Required task » Rewrite the lines in the entries below, starting at the line that contains "Guideline: for every instance of the red" and stopping after the line that contains "Target: white superstructure". Replace "red hull" with "black hull", leave everything else unchanged, and return only those lines.

Provided data »
** Start **

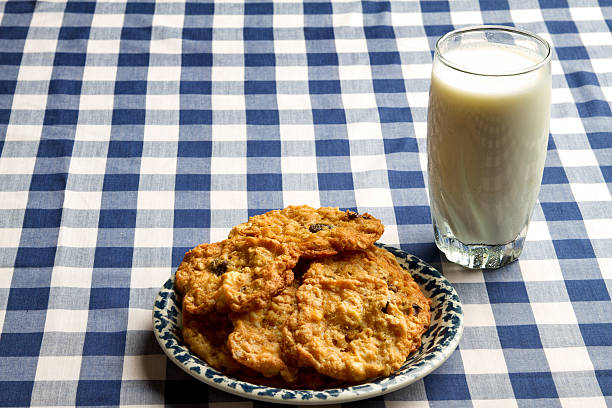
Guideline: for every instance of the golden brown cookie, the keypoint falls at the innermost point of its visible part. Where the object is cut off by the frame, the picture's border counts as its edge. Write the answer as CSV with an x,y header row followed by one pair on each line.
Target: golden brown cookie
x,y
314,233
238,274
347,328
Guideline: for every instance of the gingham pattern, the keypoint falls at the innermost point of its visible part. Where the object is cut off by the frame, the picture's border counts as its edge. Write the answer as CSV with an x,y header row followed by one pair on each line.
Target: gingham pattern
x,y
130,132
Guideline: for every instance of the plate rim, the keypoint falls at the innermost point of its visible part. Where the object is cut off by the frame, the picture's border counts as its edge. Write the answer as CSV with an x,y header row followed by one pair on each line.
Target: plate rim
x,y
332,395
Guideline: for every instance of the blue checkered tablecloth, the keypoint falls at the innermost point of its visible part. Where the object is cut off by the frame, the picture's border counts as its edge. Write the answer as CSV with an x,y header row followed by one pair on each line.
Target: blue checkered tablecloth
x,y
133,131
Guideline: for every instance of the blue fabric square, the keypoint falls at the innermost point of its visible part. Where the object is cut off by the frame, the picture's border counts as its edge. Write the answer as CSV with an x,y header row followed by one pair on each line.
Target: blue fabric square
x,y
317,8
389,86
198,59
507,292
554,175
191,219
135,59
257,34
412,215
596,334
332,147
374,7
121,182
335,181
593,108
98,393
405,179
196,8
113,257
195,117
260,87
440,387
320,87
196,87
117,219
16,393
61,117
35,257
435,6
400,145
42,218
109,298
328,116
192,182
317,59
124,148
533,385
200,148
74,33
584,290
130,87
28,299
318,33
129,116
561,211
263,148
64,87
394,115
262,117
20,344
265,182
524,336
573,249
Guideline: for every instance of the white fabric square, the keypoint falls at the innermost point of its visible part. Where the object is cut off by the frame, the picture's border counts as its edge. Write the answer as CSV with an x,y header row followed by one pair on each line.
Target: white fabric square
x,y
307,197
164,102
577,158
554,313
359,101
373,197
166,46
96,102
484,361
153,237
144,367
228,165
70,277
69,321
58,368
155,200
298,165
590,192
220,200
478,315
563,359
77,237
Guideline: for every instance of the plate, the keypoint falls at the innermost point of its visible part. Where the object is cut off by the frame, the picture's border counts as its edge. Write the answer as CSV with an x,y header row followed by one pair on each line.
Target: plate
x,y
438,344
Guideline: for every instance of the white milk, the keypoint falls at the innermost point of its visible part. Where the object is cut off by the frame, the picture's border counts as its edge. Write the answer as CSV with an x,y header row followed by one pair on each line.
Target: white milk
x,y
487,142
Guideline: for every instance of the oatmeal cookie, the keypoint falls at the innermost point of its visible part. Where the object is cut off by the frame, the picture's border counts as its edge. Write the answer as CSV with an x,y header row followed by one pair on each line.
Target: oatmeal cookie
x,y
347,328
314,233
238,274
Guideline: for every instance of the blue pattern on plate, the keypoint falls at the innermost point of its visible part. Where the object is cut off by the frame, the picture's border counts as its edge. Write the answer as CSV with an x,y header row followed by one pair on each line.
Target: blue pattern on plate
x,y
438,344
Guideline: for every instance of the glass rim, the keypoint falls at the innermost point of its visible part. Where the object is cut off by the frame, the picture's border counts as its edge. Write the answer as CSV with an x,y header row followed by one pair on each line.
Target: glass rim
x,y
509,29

** End **
** Start **

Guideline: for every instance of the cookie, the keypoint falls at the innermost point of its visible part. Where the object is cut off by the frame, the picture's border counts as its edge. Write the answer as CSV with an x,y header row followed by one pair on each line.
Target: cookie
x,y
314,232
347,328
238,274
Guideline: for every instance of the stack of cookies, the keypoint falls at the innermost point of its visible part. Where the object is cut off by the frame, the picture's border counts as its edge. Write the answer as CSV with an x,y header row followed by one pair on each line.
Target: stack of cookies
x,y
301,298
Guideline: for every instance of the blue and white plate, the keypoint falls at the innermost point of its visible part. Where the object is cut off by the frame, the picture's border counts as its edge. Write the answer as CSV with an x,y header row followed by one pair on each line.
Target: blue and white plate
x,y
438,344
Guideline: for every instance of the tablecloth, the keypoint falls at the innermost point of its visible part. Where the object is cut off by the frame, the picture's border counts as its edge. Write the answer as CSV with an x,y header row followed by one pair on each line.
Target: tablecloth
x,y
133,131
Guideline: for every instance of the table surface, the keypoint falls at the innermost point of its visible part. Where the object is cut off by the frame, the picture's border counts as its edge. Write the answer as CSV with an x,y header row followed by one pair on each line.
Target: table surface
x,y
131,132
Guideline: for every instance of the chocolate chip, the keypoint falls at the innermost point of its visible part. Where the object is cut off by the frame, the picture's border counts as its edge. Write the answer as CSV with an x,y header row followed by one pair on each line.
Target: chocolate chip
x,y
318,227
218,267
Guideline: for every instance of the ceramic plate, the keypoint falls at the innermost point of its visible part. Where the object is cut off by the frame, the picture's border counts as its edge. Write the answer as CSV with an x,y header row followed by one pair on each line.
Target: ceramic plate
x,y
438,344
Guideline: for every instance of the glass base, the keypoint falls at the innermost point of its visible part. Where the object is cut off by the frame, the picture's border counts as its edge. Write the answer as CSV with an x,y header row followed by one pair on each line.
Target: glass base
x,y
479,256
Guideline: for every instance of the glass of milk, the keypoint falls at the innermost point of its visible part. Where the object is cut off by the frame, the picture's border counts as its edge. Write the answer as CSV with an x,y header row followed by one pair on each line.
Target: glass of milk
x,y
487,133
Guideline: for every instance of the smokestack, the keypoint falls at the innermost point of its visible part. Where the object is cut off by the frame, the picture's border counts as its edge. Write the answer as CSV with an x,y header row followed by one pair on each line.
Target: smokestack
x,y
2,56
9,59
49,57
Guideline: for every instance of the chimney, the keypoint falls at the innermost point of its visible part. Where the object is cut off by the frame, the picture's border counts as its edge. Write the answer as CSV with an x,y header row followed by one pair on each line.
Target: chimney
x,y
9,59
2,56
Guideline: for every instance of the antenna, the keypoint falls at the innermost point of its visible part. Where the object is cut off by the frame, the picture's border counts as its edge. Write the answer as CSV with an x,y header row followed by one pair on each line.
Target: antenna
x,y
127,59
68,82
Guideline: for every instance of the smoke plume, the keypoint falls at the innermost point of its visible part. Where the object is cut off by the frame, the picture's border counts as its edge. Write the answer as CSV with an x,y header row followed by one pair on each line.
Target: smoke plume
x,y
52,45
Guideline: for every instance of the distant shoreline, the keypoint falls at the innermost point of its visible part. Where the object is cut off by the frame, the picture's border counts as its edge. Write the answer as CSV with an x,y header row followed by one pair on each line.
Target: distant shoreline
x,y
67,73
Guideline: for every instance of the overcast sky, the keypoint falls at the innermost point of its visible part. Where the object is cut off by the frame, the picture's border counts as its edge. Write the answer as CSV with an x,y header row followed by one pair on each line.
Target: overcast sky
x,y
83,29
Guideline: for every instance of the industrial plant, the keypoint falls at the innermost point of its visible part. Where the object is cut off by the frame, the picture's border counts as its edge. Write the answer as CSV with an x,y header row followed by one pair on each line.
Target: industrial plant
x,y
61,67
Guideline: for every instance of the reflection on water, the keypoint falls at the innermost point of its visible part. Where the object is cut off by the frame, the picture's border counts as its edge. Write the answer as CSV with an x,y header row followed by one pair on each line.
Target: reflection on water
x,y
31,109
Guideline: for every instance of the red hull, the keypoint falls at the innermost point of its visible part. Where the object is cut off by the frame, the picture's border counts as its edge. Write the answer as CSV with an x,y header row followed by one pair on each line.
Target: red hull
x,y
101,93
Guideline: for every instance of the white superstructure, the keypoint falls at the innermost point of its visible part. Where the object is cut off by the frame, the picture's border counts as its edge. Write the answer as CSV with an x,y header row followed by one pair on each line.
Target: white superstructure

** End **
** Start **

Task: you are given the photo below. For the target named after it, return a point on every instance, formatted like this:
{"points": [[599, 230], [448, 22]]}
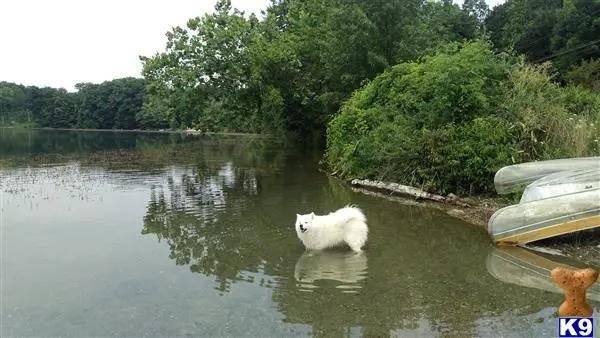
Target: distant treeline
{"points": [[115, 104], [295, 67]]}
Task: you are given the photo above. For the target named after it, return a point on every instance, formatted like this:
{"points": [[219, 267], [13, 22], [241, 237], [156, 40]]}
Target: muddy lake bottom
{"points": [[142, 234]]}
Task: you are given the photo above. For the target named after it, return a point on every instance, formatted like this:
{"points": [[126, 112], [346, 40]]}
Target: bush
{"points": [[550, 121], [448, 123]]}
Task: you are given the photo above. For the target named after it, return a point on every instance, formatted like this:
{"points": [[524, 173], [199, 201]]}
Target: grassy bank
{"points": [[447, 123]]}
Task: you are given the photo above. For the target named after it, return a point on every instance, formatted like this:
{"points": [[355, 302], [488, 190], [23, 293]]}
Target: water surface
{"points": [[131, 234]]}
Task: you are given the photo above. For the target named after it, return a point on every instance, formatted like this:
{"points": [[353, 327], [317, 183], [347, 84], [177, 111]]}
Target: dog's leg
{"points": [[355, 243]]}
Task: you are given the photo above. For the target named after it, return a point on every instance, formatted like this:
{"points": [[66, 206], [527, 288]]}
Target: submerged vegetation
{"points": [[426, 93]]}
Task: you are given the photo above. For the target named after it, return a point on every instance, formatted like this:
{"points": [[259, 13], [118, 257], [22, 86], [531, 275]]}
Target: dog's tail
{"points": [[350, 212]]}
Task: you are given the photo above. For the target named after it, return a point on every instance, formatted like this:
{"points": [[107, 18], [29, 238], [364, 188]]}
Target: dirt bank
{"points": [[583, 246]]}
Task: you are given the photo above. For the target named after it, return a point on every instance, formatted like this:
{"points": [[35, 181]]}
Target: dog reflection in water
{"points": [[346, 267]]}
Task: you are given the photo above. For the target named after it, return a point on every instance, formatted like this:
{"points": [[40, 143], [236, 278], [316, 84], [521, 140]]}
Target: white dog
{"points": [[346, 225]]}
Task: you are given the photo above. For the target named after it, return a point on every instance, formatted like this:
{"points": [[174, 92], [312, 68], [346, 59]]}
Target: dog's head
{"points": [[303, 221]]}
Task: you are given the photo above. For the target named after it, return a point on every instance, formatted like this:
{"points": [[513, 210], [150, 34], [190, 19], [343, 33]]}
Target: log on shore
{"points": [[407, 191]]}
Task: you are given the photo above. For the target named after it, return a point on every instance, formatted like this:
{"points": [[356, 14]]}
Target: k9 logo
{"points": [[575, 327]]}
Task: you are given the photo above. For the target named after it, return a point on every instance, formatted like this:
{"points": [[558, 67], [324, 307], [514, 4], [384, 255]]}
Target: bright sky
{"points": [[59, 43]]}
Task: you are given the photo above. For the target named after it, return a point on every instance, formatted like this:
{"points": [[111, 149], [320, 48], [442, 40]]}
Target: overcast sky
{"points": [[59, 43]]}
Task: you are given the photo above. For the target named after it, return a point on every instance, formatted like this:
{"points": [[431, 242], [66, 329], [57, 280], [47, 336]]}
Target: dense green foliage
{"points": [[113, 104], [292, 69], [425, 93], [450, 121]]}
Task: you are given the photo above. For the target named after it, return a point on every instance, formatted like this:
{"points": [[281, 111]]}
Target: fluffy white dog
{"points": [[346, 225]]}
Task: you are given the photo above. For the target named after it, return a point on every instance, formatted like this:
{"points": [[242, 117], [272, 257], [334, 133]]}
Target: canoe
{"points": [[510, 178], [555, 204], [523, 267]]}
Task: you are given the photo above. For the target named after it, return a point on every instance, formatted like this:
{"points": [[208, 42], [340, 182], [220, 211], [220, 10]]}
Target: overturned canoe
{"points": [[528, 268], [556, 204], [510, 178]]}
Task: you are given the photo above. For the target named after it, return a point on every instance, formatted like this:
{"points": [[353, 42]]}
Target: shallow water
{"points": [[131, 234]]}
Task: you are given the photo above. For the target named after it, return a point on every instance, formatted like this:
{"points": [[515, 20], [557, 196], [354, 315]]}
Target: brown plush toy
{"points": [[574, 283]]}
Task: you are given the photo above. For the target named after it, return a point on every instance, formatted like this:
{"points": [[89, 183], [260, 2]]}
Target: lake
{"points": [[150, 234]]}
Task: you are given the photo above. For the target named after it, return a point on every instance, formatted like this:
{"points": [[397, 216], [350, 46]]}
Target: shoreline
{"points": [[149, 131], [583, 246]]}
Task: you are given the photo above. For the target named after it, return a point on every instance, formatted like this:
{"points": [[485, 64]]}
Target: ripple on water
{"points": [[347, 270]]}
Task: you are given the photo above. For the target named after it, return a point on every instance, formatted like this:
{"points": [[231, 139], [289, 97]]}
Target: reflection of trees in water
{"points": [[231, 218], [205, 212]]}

** End **

Solution for this problem »
Guideline: for every instance of the black hull, the keypoint falls at the innermost point of its visible part. Where the object is cut off by the frame, the picture's border counts as its edge. Write the answer as CSV with an x,y header row followed by one pair on each line.
Target: black hull
x,y
101,93
Guideline: for every instance of the white superstructure, the keypoint falls at the innermost point of its visible part. Where the object is cut off by the frame, the picture's border counts as its edge. Write the answer as CSV with an x,y header row followed by one pair on each line.
Target: white superstructure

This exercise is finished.